Revise the items below by replacing "player-positioning feed" with "object-location dataset" everywhere it occurs, keeping all other text unchanged. Leave the pictures out of your version.

--- begin EXCERPTED DATA ---

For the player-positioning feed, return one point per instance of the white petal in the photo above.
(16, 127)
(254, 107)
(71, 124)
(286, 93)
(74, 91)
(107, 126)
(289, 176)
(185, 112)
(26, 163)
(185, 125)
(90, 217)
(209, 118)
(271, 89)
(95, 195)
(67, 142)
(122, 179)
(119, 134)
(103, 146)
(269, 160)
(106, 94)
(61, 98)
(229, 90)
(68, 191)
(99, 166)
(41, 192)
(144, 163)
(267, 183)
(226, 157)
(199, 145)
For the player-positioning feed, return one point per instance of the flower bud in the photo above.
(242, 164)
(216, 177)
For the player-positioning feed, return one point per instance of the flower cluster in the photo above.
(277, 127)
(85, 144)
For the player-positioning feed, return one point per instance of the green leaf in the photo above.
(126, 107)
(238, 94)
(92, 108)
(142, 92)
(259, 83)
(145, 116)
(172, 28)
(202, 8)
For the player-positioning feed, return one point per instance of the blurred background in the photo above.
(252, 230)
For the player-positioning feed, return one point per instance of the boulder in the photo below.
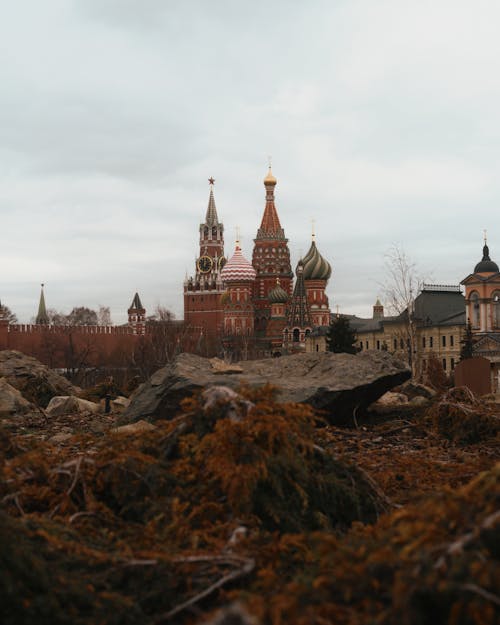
(118, 404)
(12, 403)
(69, 404)
(413, 389)
(36, 382)
(135, 428)
(338, 384)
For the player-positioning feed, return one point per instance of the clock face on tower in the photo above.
(204, 264)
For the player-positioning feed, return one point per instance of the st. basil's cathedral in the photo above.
(256, 308)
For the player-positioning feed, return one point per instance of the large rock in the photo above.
(69, 404)
(339, 384)
(12, 403)
(36, 382)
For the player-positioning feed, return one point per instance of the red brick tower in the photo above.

--- end EXCERPTED DATA ---

WRITTEN ANSWER:
For the object-location dataset, return one point per instance of the white petal in the photo above.
(16, 127)
(254, 107)
(71, 124)
(286, 93)
(74, 91)
(107, 126)
(289, 176)
(185, 112)
(26, 163)
(185, 125)
(90, 217)
(209, 118)
(271, 89)
(95, 195)
(67, 142)
(122, 179)
(119, 134)
(103, 146)
(269, 160)
(106, 94)
(61, 98)
(229, 90)
(68, 191)
(99, 166)
(41, 192)
(144, 163)
(267, 183)
(226, 157)
(199, 145)
For the object-location dataset, return one point per instance of the flower bud in the photo above.
(242, 164)
(216, 177)
For the object-location dataset, return one point per instance of the flower cluster in the photo above.
(277, 127)
(85, 144)
For the object-location dataset, return one point per instance of the green leaf in the photo above.
(126, 107)
(238, 94)
(92, 108)
(142, 92)
(259, 83)
(145, 116)
(172, 28)
(202, 8)
For the object-location dataset, return one point per instance of the blurred background in the photo above.
(252, 230)
For the object-location dataset, return one point per instance of the boulder in the photo below.
(118, 404)
(12, 403)
(69, 404)
(413, 389)
(36, 382)
(135, 428)
(338, 384)
For the object-location dataset, return one point per instance of the clock face on tower in the photo above.
(204, 264)
For the object-location dataset, return one point per instance of the st. basil's cathedral in the photo above.
(256, 308)
For the object-location dataset, return one point per instance of the large rock in the photo above.
(69, 404)
(339, 384)
(12, 403)
(36, 382)
For the object-location dataset, return one point per instance of the red brick tower in the photo above.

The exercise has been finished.